-------- Reading passage --------

What the EFF is branding?

So you’ve got your show registered with Edinburgh Fringe, and you’ve got a contract with a venue. What’s next? It’s time to start shifting some tickets!

The first thing you’ll need to sort out is your brand. Why the EFF would anyone come to a show if it doesn’t look or sound appealing? It’s not like there are around 4,000 other shows going on at exactly the same time in exactly the same place…

It is hard. Let’s not beat around the bush. When we were researching and writing this blog we genuinely tried to remember any – literally any – bit of branding/artwork/imagery that caught our eye at last year’s Fringe. We couldn’t, and we are a team of artworkers and marketers who spent the whole month and then some in Edinburgh last July/August.

This is because there are around 4,000 shows going on at exactly the same time in exactly the same place (sound familiar?), and so show promo just becomes a blur to the punter who is faced with endless barricades of posters, lamppost wraps and flyers. Barricades… yet they’re meant to draw you in!

So what’s the point? Well. You need to create something which starts a conversation – without a strong brand and visuals the show is unlikely to get anywhere, but with them you pave the way to getting somewhere. Thinking on the optimistic flipside, there may be almost 4,000 shows in 2019, but last year there were almost 3 million tickets sold…

With this mind-numbing dilemma on our hands, I had a chat with the artwork and design team from Interactive Theatre International, a production company with 12 years of Edinburgh Fringe experience (and much more besides). Together we came up with some Fringe-flavoured food for thought on visual branding…


The EFFing basics

Simply put, you have to stand out. Your show has to shout louder than the thousands of others. Get inventive and think outside the box! Different will always stand out (although it is important to look at what other similar productions are doing/have done in the past; more on that later).

--------

## Objective 1
Please collect every line of the records below that contains the string "boot".

-------- Dataset extract --------

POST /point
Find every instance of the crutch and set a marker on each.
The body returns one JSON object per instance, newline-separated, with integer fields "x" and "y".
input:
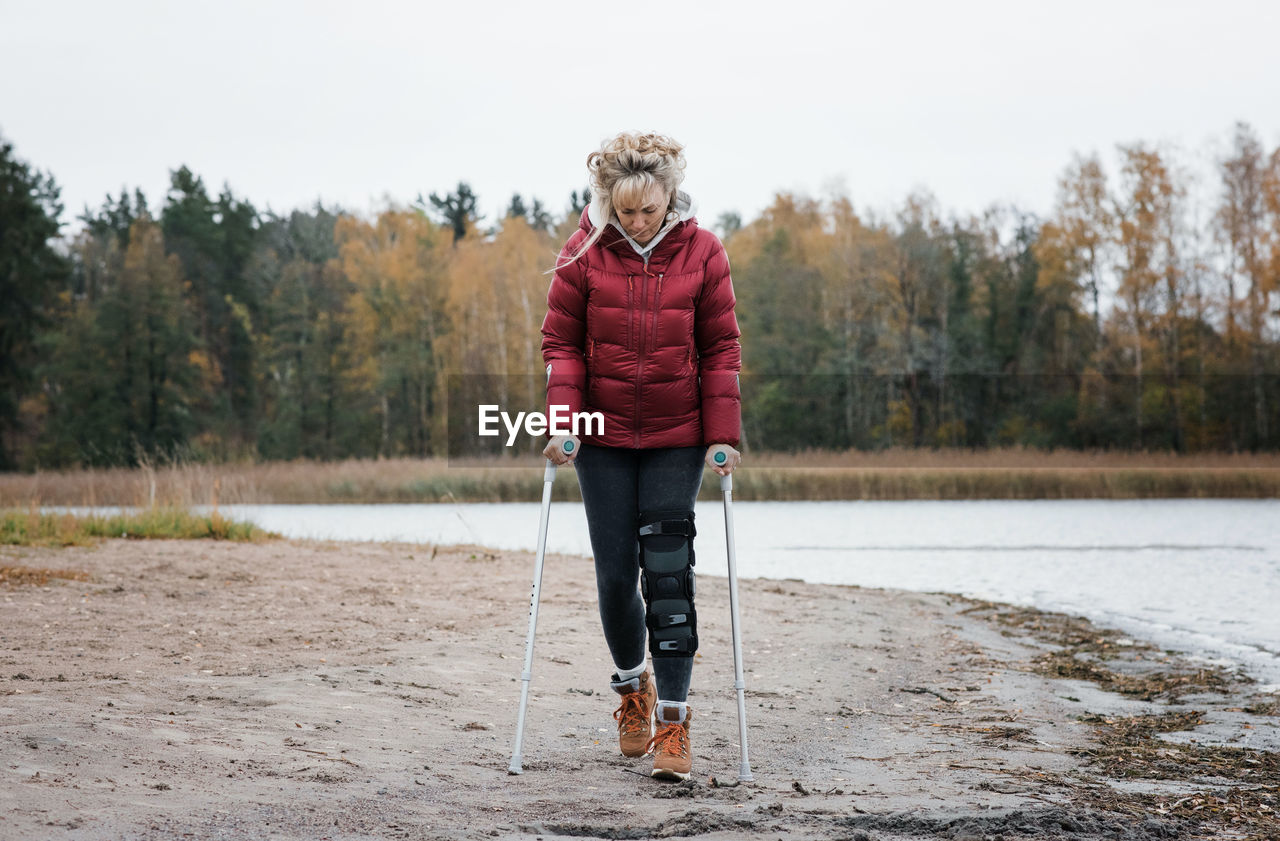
{"x": 528, "y": 673}
{"x": 744, "y": 771}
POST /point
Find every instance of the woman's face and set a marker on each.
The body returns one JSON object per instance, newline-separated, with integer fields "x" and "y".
{"x": 643, "y": 218}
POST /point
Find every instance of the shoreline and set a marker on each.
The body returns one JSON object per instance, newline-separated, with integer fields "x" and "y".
{"x": 901, "y": 474}
{"x": 307, "y": 689}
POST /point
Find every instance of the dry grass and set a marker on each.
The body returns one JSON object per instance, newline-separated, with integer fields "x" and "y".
{"x": 36, "y": 576}
{"x": 899, "y": 474}
{"x": 35, "y": 529}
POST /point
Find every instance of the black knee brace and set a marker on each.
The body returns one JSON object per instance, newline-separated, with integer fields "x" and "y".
{"x": 667, "y": 581}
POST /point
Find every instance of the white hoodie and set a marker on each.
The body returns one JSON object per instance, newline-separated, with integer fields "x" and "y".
{"x": 685, "y": 209}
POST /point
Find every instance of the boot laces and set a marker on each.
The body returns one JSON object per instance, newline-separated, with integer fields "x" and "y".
{"x": 630, "y": 713}
{"x": 672, "y": 739}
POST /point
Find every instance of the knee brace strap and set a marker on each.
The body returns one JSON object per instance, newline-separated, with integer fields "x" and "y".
{"x": 667, "y": 581}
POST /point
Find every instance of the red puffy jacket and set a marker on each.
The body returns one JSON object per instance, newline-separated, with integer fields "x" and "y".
{"x": 650, "y": 347}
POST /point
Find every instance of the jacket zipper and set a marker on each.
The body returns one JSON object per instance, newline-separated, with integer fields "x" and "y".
{"x": 630, "y": 301}
{"x": 644, "y": 300}
{"x": 657, "y": 309}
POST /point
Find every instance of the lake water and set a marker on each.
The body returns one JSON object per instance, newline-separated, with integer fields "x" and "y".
{"x": 1197, "y": 575}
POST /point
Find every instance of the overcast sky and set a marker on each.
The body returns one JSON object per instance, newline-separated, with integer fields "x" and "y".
{"x": 360, "y": 103}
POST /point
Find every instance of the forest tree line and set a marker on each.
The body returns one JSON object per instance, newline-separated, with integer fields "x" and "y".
{"x": 1142, "y": 314}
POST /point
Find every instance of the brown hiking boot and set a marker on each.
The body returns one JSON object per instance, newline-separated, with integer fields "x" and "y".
{"x": 670, "y": 745}
{"x": 635, "y": 713}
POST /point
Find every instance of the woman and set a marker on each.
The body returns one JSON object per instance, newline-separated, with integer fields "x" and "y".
{"x": 640, "y": 328}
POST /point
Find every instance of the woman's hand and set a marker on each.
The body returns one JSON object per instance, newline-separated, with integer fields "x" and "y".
{"x": 732, "y": 458}
{"x": 554, "y": 449}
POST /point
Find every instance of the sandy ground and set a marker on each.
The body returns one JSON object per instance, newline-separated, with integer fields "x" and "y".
{"x": 318, "y": 690}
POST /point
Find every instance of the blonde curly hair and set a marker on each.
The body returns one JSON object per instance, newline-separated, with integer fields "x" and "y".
{"x": 625, "y": 169}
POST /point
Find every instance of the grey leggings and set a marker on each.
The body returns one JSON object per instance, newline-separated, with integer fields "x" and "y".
{"x": 617, "y": 484}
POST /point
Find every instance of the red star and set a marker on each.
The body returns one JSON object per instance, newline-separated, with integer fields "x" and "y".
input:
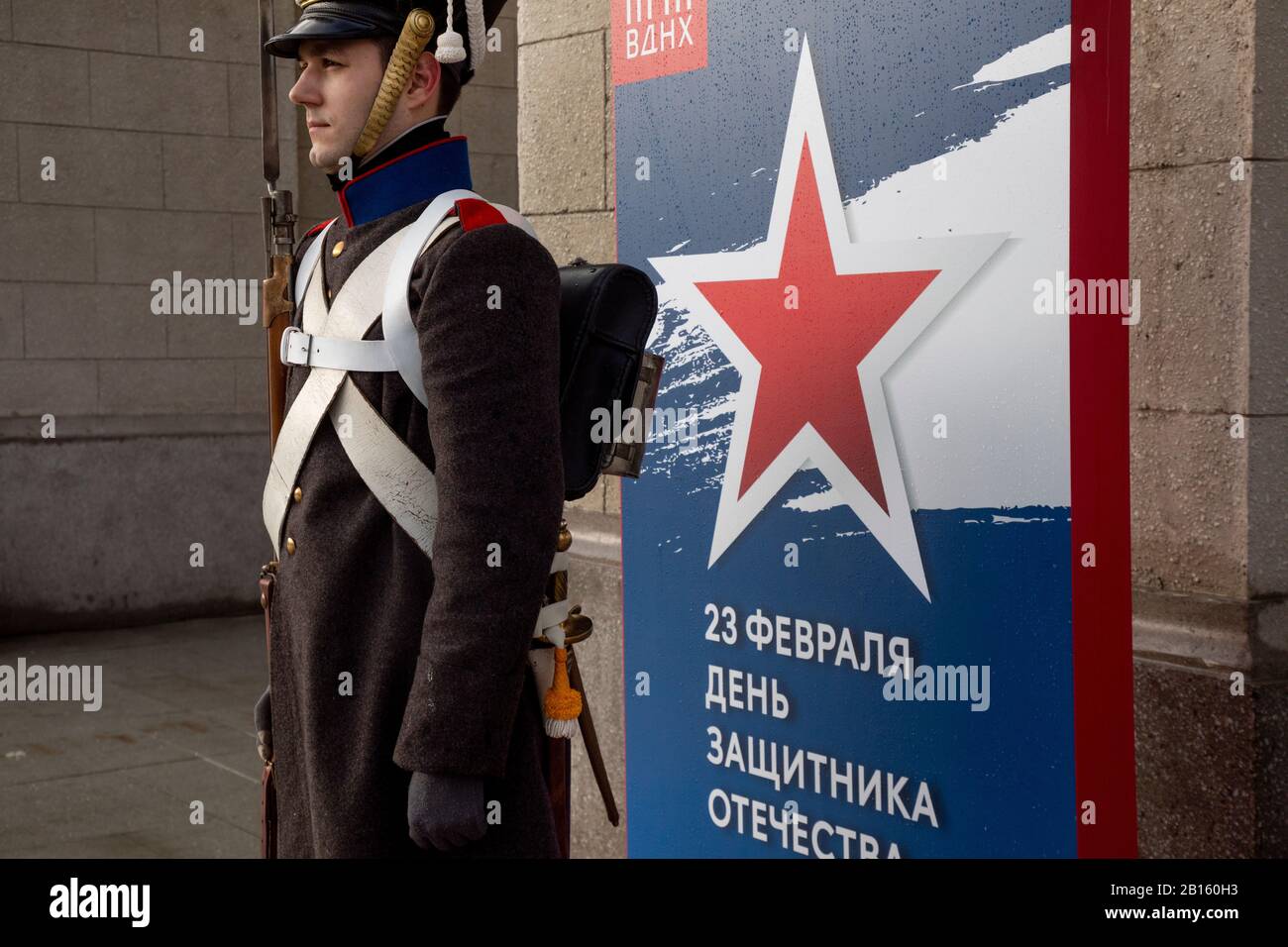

--------

## Objective 2
Name the forms of show promotion that the Fringe branding blog says confront the punter.

## Exercise result 1
Find every instance of the boot laces and set a marker on each.
Find every instance of the brown hiking boot and set a marker on each.

## Exercise result 2
Posters, lamppost wraps and flyers.